### TASK TO COMPLETE
Consider the entries given below. Count the lines that include "each" and give only the count.
╭─ PROVIDED ENTRIES
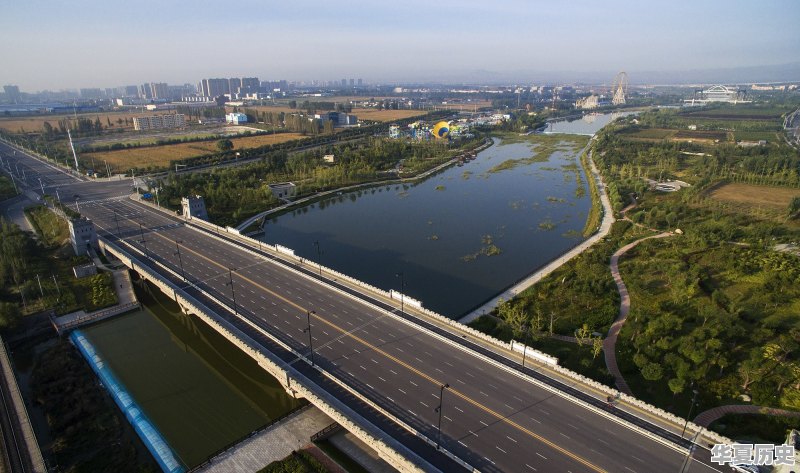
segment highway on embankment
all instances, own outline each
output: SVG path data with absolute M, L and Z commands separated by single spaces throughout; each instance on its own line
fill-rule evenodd
M 4 157 L 8 151 L 0 145 Z M 29 172 L 45 166 L 36 163 L 26 161 Z M 308 364 L 310 320 L 314 363 L 429 439 L 437 438 L 435 409 L 441 393 L 441 445 L 480 471 L 723 471 L 709 465 L 705 449 L 698 449 L 699 458 L 681 470 L 685 450 L 643 435 L 603 409 L 584 407 L 572 396 L 554 392 L 462 343 L 402 320 L 366 302 L 366 297 L 336 290 L 334 283 L 313 275 L 313 266 L 303 271 L 254 256 L 134 202 L 124 197 L 130 181 L 94 186 L 49 182 L 61 186 L 66 202 L 66 195 L 79 195 L 81 213 L 96 223 L 101 237 L 141 253 L 141 261 L 150 258 L 148 265 L 154 268 L 161 264 L 184 274 L 191 283 L 183 284 L 187 290 L 208 292 L 238 317 L 303 354 L 305 359 L 295 366 L 305 373 L 314 372 Z M 322 375 L 311 379 L 325 383 Z M 449 387 L 442 390 L 443 385 Z M 436 467 L 455 467 L 388 418 L 365 416 Z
╰─
### ANSWER SECTION
2